*Data provided*
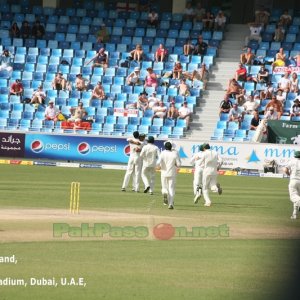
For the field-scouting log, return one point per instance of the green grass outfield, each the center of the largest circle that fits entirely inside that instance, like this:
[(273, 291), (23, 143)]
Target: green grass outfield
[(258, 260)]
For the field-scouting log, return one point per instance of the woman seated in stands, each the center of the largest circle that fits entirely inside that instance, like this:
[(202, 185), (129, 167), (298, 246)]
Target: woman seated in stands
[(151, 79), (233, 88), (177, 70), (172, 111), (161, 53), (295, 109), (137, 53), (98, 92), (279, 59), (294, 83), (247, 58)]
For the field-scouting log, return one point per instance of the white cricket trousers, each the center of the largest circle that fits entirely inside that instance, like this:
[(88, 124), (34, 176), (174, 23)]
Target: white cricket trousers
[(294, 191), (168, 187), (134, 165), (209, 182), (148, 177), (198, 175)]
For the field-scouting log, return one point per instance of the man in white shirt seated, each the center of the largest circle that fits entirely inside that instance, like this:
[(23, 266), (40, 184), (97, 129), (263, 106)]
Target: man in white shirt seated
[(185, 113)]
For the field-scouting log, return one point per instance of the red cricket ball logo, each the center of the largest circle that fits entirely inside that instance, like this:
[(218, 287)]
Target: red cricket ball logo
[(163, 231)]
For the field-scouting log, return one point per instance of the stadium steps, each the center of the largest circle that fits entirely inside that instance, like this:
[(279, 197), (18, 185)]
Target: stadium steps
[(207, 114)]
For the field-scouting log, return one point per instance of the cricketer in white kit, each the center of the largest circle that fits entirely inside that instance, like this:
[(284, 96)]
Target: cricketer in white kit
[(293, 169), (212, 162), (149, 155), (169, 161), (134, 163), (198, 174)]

*Requirements*
Reproduce everything from the start of the material down to the line containing "[(258, 260)]", including that line, and leave the picture out.

*The answer*
For the field-scouting log, return one point per instance of the green grass outfield, each the center of the largest circle that fits entirely inside that instance, like this:
[(273, 291), (23, 143)]
Target: green grass outfield
[(258, 260)]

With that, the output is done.